WHAT THE TASK REQUIRES:
Retype the whole news report on colleges using federal relief funds to clear student debts, word for word.

Owen Daugherty, NASFAA Staff Reporter
August 18, 2021
An increasing number of institutions of higher education are using the funds allocated in the latest federal coronavirus relief package to provide their students with debt relief as President Joe Biden further debates whether to issue widespread student debt cancellation.
While these institutional debts may pale in comparison to the federal or private student loans borrowers hold, even small debts owed to schools can hold students back from continuing college and completing their degree.
Across the country schools — from community colleges to Historically Black Colleges and Universities (HBCUs) — are using the funds allocated to them to wipe away millions in outstanding balances from thousands of students’ accounts.
The recent trend began after the Department of Education (ED) in May announced that colleges could use funds they received from the American Rescue Plan to cover institutional debt or funds students owe to their schools. The American Rescue Plan, the third major installment of federal coronavirus relief, was the first that explicitly allowed institutions to use funds to relieve student debt, which partially explains the influx of debt relief efforts this summer.
“This is a way that individual institutions can try to do something for students when it comes to affordability that is completely within their control,” said Dominique Baker, assistant professor of education policy at Southern Methodist University.

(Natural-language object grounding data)
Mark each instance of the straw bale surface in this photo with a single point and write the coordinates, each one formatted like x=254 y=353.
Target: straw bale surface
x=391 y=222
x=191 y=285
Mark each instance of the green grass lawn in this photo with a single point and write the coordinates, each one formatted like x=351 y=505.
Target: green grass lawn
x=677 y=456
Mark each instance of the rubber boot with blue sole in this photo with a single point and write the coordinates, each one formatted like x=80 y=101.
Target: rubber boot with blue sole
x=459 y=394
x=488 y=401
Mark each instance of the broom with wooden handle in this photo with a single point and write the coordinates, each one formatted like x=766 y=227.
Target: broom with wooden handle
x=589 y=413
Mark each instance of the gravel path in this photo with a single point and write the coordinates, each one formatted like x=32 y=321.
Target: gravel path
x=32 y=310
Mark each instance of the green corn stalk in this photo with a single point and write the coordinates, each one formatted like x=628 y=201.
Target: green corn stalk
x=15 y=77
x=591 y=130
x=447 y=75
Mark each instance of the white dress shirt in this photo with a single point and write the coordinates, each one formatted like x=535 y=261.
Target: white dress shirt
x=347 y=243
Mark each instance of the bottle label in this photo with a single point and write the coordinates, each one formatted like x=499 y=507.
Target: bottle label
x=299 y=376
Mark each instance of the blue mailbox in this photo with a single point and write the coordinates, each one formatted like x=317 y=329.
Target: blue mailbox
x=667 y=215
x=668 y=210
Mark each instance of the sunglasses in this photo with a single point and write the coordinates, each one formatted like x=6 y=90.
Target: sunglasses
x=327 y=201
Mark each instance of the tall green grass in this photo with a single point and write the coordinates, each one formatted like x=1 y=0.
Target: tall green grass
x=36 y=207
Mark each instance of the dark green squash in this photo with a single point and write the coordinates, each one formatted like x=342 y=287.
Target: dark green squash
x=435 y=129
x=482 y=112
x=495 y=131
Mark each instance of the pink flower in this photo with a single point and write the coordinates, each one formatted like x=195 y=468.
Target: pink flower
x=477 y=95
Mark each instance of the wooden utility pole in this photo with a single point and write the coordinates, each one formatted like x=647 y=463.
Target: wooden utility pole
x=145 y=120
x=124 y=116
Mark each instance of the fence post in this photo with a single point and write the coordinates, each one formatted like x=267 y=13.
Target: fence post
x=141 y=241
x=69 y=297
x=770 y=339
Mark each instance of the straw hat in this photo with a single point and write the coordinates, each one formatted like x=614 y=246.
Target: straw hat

RESULT:
Owen Daugherty, NASFAA Staff Reporter
August 18, 2021
An increasing number of institutions of higher education are using the funds allocated in the latest federal coronavirus relief package to provide their students with debt relief as President Joe Biden further debates whether to issue widespread student debt cancellation.
While these institutional debts may pale in comparison to the federal or private student loans borrowers hold, even small debts owed to schools can hold students back from continuing college and completing their degree.
Across the country schools — from community colleges to Historically Black Colleges and Universities (HBCUs) — are using the funds allocated to them to wipe away millions in outstanding balances from thousands of students’ accounts.
The recent trend began after the Department of Education (ED) in May announced that colleges could use funds they received from the American Rescue Plan to cover institutional debt or funds students owe to their schools. The American Rescue Plan, the third major installment of federal coronavirus relief, was the first that explicitly allowed institutions to use funds to relieve student debt, which partially explains the influx of debt relief efforts this summer.
“This is a way that individual institutions can try to do something for students when it comes to affordability that is completely within their control,” said Dominique Baker, assistant professor of education policy at Southern Methodist University.